### Your assignment
Return every line of the listing exactly as written.
○ ○ ○ ○ ○ ○ ○
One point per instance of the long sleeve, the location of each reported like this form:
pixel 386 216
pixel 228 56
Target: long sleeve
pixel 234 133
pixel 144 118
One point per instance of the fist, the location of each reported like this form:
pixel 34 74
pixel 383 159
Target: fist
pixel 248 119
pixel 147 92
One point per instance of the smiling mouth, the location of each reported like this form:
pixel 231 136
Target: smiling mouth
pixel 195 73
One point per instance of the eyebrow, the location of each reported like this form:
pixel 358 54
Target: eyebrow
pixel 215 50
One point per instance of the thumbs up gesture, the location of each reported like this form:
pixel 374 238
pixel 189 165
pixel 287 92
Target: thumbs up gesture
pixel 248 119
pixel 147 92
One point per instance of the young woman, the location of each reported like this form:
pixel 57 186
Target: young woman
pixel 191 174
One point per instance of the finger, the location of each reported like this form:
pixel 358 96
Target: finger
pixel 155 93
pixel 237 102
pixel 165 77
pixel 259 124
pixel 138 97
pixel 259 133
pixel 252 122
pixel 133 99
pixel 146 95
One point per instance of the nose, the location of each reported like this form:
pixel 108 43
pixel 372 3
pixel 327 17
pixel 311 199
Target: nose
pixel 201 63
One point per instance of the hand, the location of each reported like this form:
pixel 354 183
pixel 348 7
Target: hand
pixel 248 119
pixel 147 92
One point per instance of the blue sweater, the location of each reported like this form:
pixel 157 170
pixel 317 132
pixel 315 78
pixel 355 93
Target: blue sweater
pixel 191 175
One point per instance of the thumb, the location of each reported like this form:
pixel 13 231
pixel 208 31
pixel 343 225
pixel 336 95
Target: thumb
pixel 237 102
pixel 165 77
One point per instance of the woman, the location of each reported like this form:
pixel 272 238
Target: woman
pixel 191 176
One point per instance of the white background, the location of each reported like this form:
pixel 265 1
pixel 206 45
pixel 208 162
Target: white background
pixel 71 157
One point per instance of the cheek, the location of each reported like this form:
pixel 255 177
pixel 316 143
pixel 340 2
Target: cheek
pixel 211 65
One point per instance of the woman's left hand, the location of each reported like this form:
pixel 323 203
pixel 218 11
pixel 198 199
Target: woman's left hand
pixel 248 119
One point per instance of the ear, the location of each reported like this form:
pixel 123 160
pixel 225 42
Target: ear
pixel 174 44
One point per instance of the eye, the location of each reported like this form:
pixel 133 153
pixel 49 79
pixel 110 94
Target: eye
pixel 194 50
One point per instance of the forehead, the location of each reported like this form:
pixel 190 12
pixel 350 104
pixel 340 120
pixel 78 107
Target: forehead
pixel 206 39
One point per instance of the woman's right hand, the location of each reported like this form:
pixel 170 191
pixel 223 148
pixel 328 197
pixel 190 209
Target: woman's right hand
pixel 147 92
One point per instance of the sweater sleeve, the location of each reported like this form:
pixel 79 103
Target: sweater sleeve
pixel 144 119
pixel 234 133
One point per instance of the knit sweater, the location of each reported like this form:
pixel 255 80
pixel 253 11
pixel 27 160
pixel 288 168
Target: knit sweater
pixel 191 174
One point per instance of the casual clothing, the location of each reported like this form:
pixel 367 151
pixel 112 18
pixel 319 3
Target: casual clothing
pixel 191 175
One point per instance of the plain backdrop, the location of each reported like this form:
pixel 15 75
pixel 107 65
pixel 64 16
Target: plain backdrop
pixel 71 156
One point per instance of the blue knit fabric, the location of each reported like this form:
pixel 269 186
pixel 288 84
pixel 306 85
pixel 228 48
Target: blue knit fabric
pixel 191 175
○ ○ ○ ○ ○ ○ ○
### Result for this task
One point per instance of the long sleeve, the location of each reported like this form:
pixel 386 216
pixel 228 56
Target: long sleeve
pixel 234 133
pixel 144 118
One point per instance of the fist, the location of each reported like this form:
pixel 34 74
pixel 383 159
Target: fist
pixel 248 119
pixel 147 92
One point per instance of the smiling mouth, the location of each reported like this form:
pixel 231 136
Target: smiling mouth
pixel 195 73
One point per instance of the eyebrow, the location of each reported like this form:
pixel 358 54
Target: eyebrow
pixel 215 50
One point per instance of the thumbs up gesture, the location of each reported like this form:
pixel 374 238
pixel 189 165
pixel 287 92
Target: thumbs up gesture
pixel 248 119
pixel 147 92
One point per instance of the young woman, the location of each reported like this form:
pixel 57 186
Target: young woman
pixel 191 174
One point per instance of the finger, the location of each reported like this form:
pixel 358 96
Target: finger
pixel 155 93
pixel 237 102
pixel 165 77
pixel 259 124
pixel 138 97
pixel 259 133
pixel 252 122
pixel 133 99
pixel 146 95
One point per instance of the nose, the location of each reported like this form:
pixel 108 43
pixel 372 3
pixel 327 17
pixel 311 199
Target: nose
pixel 201 63
One point per instance of the hand, the location of each reported like this form:
pixel 354 183
pixel 348 7
Target: hand
pixel 248 119
pixel 147 92
One point per instance of the blue sweater, the location of each reported like this form:
pixel 157 170
pixel 317 132
pixel 315 78
pixel 355 93
Target: blue sweater
pixel 191 175
One point per instance of the thumb, the location of each reported like this form:
pixel 13 231
pixel 208 31
pixel 343 225
pixel 336 95
Target: thumb
pixel 237 102
pixel 165 77
One point per instance of the woman, the location of each reported like this form:
pixel 272 238
Target: woman
pixel 191 176
One point per instance of the white background, the location of each reported like this form:
pixel 265 1
pixel 206 45
pixel 208 162
Target: white background
pixel 71 157
One point per instance of the cheek, the location of each reported like this form:
pixel 255 177
pixel 316 143
pixel 340 2
Target: cheek
pixel 211 65
One point per instance of the woman's left hand, the location of each reported like this form:
pixel 323 203
pixel 218 11
pixel 198 199
Target: woman's left hand
pixel 248 119
One point per instance of the ear, the location of each reported like this form:
pixel 123 160
pixel 225 42
Target: ear
pixel 174 44
One point per instance of the eye, the location of each reported like this form:
pixel 133 153
pixel 49 79
pixel 110 94
Target: eye
pixel 194 50
One point per instance of the forehead, the location of each reported like this form:
pixel 190 12
pixel 350 104
pixel 340 120
pixel 78 107
Target: forehead
pixel 206 39
One point per instance of the woman's right hand, the location of each reported like this form:
pixel 170 191
pixel 223 148
pixel 328 197
pixel 190 209
Target: woman's right hand
pixel 147 92
One point per instance of the sweater sleeve, the location of each reported like this form:
pixel 79 103
Target: sweater sleeve
pixel 144 119
pixel 234 133
One point per instance of the knit sweater, the location of each reported like this form:
pixel 255 80
pixel 253 11
pixel 27 160
pixel 288 168
Target: knit sweater
pixel 191 174
One point per instance of the casual clothing, the location of each reported like this form:
pixel 367 151
pixel 112 18
pixel 319 3
Target: casual clothing
pixel 191 175
One point per instance of the plain backdrop, the location of each reported like this form:
pixel 15 75
pixel 107 65
pixel 64 16
Target: plain backdrop
pixel 71 156
One point per instance of the blue knit fabric, the location of each reported like this form:
pixel 269 186
pixel 288 84
pixel 306 85
pixel 228 48
Target: blue knit fabric
pixel 191 175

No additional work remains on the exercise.